• _Consignes de l'exercice_:
A - Reformulez sous forme de liste, plus brièvement, le paragraphe du texte consacré à Éric Rochant qui commence par « En 1994, Éric Rochant ». Conservez-en les faits essentiels.
B - Répondez aux questions suivantes d'après le texte consacré à Éric Rochant :
(i) Comment Le Bureau des légendes est-il présenté dans le chapeau ?
(ii) Qui signe l'entretien, et à quelle date ?
(iii) Quelle série est qualifiée de saga sur la mafia en Corse ?
C - Poursuivez le texte consacré à Éric Rochant à partir de sa dernière phrase.

== Passage fourni ==

Éric Rochant : « Le risque est de jouir de la violence »

Le Bureau des légendes s’impose comme la première série française à entrer en résonance quasi simultanée avec l’actualité géopolitique. Entretien avec son créateur, Éric Rochant.

Ingrid Merckx  • 21 juin 2017 abonné·es
Éric Rochant : « Le risque est de jouir de la violence »
© Photo : Jessica Forde - Top The Oligarchs Productions / Canal+

En 1994, Éric Rochant, qui a fait ses classes à l’Idhec avec, entre autres, Pascale Ferran et Arnaud Desplechin, réalise Les Patriotes, une fiction avec Yvan Attal sur le recrutement d’un jeune Français par les services secrets israéliens. Depuis, les renseignements le passionnent. Il revient sur le sujet en arrière-plan de Möbius (Jean Dujardin, Cécile de France). Entre-temps, il a découvert le monde de la série avec l’épatant Mafiosa, saga sur la mafia en Corse. En 2015, il s’attelle au Bureau des légendes avec un mode de fonctionnement « à l’américaine » puisqu’il dirige une équipe de plusieurs scénaristes et réalisateurs, dont Elie Wajeman, Hélier Cisterne, Laïla Marrakchi, Mathieu Demy et Samuel Collardey.

===
== Données fournies ==

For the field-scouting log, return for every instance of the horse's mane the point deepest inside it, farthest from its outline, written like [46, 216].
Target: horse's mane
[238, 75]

===

• _Résultats de l'exercice_:
A -
- 1994 : Éric Rochant, formé à l'Idhec notamment aux côtés de Pascale Ferran et d'Arnaud Desplechin, réalise Les Patriotes. Cette fiction avec Yvan Attal porte sur le recrutement d'un jeune Français par les services secrets israéliens.
- Depuis, les renseignements le passionnent. Il y revient en arrière-plan de Möbius (Jean Dujardin, Cécile de France).
- Entre-temps, il découvre la série avec Mafiosa, saga sur la mafia en Corse.
- 2015 : il s'attelle au Bureau des légendes selon un fonctionnement « à l'américaine ». Il dirige une équipe de scénaristes et de réalisateurs, dont Elie Wajeman, Hélier Cisterne, Laïla Marrakchi, Mathieu Demy et Samuel Collardey.

B -
(i) Comme la première série française à entrer en résonance quasi simultanée avec l'actualité géopolitique.
(ii) Ingrid Merckx, le 21 juin 2017.
(iii) Mafiosa.

C -
Entre la première saison, diffusée au printemps 2015 sur Canal +, sur le retour d’un agent de la DGSE en France après six ans en immersion en Syrie, et la deuxième saison, sur le recrutement d’un jeune jihadiste français par des membres de l’État islamique, diffusée au printemps 2016, il y a eu les attentats du 13 novembre 2015. Mais aussi la loi relative au renseignement promulguée le 24 juillet 2015 et l’installation de l’état d’urgence en France, sans cesse prolongé depuis. De quoi donner une résonance toute particulière à cette série.

Le Bureau des légendes marque par sa manière de traiter de la guerre en Syrie et du jihadisme quasi en simultané, mais aussi par son extrême réalisme. Comment l’écriture du scénario a-t-elle été conçue et comment évolue-t-elle au fil des saisons pour relever ce défi ?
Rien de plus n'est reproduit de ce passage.